Dataset rows:
··········
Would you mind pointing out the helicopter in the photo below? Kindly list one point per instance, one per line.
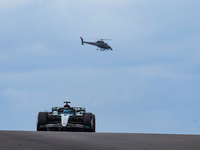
(100, 44)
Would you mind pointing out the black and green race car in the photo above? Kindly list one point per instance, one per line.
(66, 119)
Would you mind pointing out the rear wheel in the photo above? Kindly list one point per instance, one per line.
(89, 120)
(42, 120)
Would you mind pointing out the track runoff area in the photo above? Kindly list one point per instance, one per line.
(49, 140)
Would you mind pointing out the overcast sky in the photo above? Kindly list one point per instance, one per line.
(149, 83)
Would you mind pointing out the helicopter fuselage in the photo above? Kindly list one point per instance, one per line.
(101, 44)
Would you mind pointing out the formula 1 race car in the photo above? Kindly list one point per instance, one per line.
(66, 119)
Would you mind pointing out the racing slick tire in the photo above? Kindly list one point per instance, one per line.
(89, 120)
(93, 123)
(42, 120)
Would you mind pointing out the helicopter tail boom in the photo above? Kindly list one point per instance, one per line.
(82, 42)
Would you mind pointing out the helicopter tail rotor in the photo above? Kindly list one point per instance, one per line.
(82, 42)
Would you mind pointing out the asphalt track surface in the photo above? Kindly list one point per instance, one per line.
(31, 140)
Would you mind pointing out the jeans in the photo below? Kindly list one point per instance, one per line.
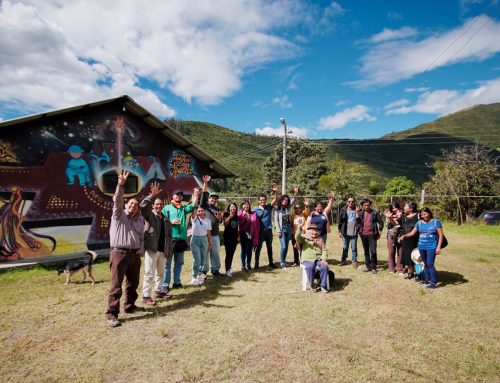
··········
OBJECTIVE: Reproduce the entries from the line containing "Would you mind pointing out the helicopter fuselage" through the end of the entries, substituting "rotorcraft" for every occurrence of "helicopter" and leaving all other text unchanged. Omit the pictures from the reproduction.

EXPECTED ANSWER:
Would you mind pointing out the rotorcraft fuselage in the photo above? Kindly list one point per instance, one per line.
(101, 44)
Would you mind pointing out the formula 1 race car in the photo above? Kindly list one point per instance, one per line.
(66, 119)
Would you mind pointing out the racing slick tire in the photo above? Kindly list one point per instance, one per line.
(89, 120)
(93, 123)
(42, 120)
Would you mind pointing out the rotorcraft tail boom in the photo above? Kindly list one point per instance, one per line.
(82, 42)
Would you mind pointing out the rotorcraft tail rotor in the photo above? Kindly list one point per instance, one per line.
(82, 42)
Would you mind pointing out the asphalt track surface in the photo above? Kindly list one point per instance, one per line.
(31, 140)
Would you mind pointing out the jeans in the photo below? Kindly list one point per instance, one per line.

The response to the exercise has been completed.